Worse, Palestinians have been blamed for their own suffering for democratically electing Hamas to lead the Palestinian Authority in 2006. This victim-blaming narrative obscures the fact that Hamas was not established until 1987 – twenty years after Israel’s occupation of Gaza and the West Bank began and nearly four decades after the mass expulsion and dispossession of Palestinians during Israel’s establishment in 1948. 

Hamas could disappear tomorrow, and Israel’s policy of settler colonial expansion would continue. Consider its policy in the West Bank, where the Palestinian Authority headed by Mahmoud Abbas, Palestine’s most compliant leader to date, operates under the control of Israel’s occupying army Abbas has engaged in security coordination with Israel to protect illegal settlers as they steal Palestinian land and has been complicit in Israel’s siege suffocating Palestinians in Gaza. In return for his acquiescence, Israel has relentlessly expanded its settlement enterprise, declared an intention to annex the Jordan Valley, and shifted oversight of the West Bank from military to civilian governance indicating the permanence of its occupation.

Fixating on Palestinians as imperfect victims is the absolution of, and complicity with, Israel’s colonial domination.

**DATA BELOW:**

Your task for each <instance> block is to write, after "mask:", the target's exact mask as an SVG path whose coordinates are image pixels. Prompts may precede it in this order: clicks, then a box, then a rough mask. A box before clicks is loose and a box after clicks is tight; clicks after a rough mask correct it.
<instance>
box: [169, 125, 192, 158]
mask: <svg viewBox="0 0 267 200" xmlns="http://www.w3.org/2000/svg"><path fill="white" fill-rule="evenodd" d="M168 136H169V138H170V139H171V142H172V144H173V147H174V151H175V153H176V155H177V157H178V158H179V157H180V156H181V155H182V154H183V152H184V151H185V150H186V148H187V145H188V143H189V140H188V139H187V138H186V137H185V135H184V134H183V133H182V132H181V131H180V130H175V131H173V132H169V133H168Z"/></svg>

**WORK REQUIRED:**
Print the portion of the passage on Israel and the Palestinians starting with "Worse, Palestinians have" and going on through "establishment in 1948.". Rely solely on the passage above when responding, without drawing on the lines.

**FINISHED EXERCISE:**
Worse, Palestinians have been blamed for their own suffering for democratically electing Hamas to lead the Palestinian Authority in 2006. This victim-blaming narrative obscures the fact that Hamas was not established until 1987 – twenty years after Israel’s occupation of Gaza and the West Bank began and nearly four decades after the mass expulsion and dispossession of Palestinians during Israel’s establishment in 1948.